Work instructions =
According to the passage about Laurel Hill Cemetery, how many people entered the gates between April and December 1848?

Extract to read =
Laurel Hill Cemetery is a great cemetery. It would be a great thing if all cemeteries could be like Laurel Hill Cemetery in Philadelphia, PA. They get the community involved by having fun events (not just tours) in the cemetery itself. Folktales, music, balls, banquets…all in the cemetery. It’s exactly what the founders wanted. A city park that is open for all. There just happens to be people buried there, that’s all!
The following info was taken from www.thelaurelhillcemetery.org If you live in the Philadelphia area and have not checked out the great events at the cemetery, you must do so!
Picnics, strolls, carriage rides and sightseeing were popular pastimes in Laurel Hill’s early days, when “nearly 30,000 persons…entered the gates between April and December, 1848.” The site continues to remain a favored retreat for tourists, joggers, bicyclists, nature lovers, sketch artists and amateur photographers.

[Labeled-object pointing records]
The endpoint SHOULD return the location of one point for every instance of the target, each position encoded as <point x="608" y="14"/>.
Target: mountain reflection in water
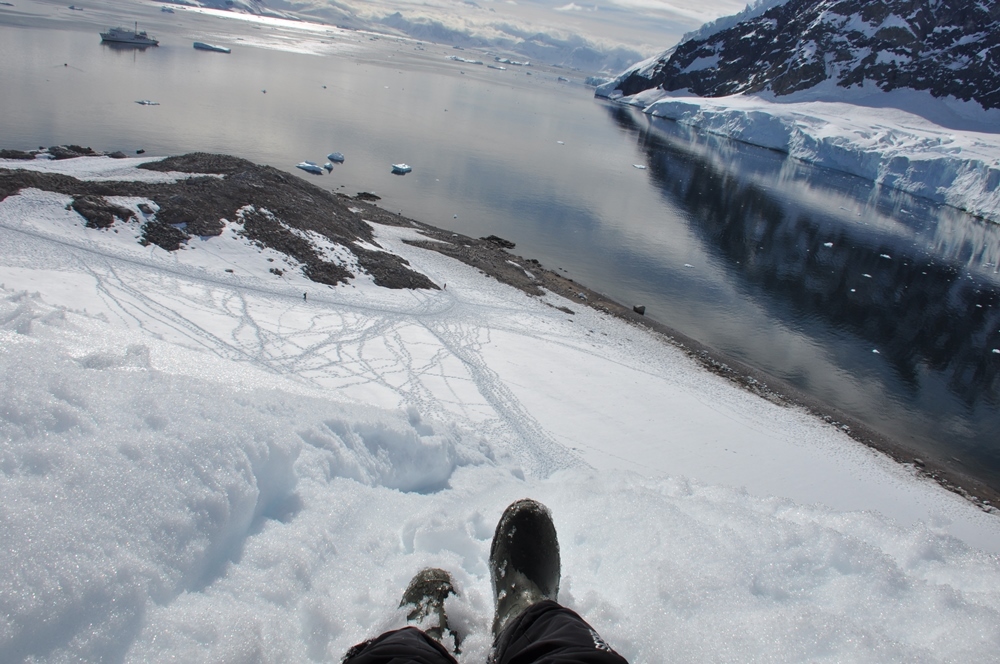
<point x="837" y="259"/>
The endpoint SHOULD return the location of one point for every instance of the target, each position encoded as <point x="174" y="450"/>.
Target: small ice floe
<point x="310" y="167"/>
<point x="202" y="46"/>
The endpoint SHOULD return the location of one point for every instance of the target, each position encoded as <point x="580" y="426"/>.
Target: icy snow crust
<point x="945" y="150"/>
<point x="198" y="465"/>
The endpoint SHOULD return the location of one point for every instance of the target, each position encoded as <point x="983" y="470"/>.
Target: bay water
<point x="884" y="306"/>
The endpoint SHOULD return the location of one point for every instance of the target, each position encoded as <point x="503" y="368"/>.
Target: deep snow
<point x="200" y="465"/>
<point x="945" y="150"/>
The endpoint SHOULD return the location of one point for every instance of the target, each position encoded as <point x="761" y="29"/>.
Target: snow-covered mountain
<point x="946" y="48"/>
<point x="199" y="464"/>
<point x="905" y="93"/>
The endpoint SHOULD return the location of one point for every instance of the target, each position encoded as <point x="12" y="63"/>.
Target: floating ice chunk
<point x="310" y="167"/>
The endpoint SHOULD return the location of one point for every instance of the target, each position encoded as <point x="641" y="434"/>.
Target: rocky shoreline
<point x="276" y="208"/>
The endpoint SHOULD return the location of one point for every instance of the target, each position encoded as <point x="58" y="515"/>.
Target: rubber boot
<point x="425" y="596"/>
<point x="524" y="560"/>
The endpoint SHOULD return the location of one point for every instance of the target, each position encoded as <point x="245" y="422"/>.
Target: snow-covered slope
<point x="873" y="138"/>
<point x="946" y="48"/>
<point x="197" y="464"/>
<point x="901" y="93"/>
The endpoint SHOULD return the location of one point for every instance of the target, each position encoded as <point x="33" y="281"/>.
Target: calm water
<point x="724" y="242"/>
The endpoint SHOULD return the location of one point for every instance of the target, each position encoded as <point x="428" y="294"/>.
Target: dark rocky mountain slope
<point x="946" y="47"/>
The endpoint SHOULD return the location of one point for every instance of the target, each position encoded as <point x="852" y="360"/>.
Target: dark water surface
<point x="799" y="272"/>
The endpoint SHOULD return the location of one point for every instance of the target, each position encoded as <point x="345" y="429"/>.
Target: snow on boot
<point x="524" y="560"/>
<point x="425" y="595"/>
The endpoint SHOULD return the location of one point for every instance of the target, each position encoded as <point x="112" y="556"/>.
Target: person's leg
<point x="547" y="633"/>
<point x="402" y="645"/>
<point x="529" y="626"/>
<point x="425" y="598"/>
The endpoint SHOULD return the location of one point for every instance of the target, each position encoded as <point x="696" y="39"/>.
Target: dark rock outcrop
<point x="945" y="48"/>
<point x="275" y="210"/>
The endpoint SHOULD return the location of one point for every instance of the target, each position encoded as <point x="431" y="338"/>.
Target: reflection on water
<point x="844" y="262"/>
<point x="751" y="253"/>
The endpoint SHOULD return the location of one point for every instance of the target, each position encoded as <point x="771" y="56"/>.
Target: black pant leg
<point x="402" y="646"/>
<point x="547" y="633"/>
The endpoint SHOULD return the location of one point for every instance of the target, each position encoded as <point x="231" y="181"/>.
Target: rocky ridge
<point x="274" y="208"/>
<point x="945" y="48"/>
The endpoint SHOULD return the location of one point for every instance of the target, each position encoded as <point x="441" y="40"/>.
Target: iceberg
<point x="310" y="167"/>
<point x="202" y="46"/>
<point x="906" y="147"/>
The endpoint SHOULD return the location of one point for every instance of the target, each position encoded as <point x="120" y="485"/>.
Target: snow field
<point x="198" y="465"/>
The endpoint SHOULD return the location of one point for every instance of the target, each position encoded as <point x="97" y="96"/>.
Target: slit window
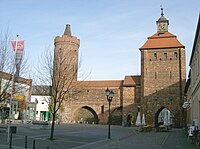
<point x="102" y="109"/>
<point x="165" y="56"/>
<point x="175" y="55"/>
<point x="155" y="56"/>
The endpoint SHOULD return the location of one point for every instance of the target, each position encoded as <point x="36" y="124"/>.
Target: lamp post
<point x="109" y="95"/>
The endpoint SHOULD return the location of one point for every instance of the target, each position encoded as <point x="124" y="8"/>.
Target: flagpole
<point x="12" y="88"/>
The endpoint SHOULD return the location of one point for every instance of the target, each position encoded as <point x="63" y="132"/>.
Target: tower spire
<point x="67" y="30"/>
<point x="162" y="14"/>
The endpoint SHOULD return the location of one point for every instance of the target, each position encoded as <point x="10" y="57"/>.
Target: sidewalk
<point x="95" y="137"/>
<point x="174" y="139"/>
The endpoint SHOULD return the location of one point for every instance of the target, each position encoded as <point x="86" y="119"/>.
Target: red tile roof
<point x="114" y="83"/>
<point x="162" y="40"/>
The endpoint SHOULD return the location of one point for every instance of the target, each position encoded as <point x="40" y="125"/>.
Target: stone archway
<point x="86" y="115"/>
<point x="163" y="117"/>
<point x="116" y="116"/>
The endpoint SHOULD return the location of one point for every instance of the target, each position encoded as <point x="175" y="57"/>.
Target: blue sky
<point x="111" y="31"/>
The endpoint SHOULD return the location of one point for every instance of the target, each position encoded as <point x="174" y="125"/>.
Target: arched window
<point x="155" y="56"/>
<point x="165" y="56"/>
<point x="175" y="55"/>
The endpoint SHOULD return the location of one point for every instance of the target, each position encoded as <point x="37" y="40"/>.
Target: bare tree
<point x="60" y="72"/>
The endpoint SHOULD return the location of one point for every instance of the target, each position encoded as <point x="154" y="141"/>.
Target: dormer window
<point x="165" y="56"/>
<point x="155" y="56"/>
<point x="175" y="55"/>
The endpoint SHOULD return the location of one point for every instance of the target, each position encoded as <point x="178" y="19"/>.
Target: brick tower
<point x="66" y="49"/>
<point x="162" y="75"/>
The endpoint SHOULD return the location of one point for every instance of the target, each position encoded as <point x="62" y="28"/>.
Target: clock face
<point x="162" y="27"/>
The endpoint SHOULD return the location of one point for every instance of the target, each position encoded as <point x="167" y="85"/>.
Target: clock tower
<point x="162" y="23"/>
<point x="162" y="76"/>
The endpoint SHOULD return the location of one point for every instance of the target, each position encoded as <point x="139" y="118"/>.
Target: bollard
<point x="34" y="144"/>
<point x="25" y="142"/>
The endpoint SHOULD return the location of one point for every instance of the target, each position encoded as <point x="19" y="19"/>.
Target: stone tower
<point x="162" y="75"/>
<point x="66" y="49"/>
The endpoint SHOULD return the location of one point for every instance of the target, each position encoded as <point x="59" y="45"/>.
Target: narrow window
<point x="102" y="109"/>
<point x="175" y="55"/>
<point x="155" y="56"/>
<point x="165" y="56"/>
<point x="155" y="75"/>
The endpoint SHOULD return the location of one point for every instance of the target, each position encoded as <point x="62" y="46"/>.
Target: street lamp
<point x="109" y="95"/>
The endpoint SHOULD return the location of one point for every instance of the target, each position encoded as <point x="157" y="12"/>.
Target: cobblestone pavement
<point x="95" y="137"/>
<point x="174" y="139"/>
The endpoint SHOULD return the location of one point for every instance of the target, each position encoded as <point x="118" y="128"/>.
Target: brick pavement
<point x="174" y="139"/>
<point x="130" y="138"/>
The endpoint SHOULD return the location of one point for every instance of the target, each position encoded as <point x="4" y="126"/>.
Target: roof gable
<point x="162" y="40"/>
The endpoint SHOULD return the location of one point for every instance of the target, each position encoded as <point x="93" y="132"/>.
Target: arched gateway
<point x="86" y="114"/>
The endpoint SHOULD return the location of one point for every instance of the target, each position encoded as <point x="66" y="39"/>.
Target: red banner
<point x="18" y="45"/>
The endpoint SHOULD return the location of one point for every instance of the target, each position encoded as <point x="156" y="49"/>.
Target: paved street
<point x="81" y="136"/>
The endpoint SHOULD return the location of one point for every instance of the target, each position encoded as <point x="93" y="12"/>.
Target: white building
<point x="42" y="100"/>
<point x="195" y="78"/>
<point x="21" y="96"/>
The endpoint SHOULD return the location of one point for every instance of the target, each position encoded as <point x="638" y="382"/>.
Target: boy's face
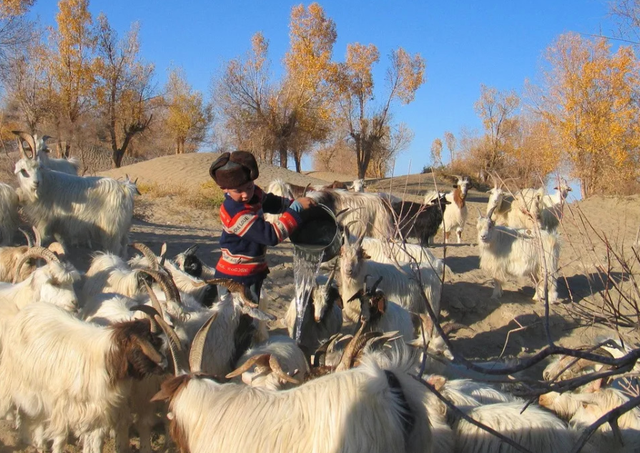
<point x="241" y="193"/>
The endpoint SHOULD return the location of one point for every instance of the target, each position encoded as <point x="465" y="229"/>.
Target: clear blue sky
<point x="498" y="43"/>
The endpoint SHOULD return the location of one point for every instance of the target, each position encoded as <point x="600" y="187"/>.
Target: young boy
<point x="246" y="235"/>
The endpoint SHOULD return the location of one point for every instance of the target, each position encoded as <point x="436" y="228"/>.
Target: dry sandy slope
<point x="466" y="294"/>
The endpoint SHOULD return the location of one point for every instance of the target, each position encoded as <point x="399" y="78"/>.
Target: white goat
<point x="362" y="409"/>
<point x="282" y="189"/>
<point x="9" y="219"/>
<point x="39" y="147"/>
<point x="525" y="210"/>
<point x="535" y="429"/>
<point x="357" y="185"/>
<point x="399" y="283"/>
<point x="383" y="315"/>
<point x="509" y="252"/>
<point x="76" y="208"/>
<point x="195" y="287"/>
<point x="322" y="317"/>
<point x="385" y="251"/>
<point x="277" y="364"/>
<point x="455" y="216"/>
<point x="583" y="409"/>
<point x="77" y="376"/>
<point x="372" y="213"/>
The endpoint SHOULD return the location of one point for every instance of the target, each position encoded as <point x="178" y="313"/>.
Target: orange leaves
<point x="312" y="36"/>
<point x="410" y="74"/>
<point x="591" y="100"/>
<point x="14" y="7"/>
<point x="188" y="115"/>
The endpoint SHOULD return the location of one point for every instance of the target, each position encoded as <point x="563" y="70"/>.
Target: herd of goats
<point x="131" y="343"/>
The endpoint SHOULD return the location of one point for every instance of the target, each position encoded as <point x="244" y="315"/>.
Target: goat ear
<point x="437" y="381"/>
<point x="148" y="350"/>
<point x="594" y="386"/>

Written solution =
Nearly 30,000 persons.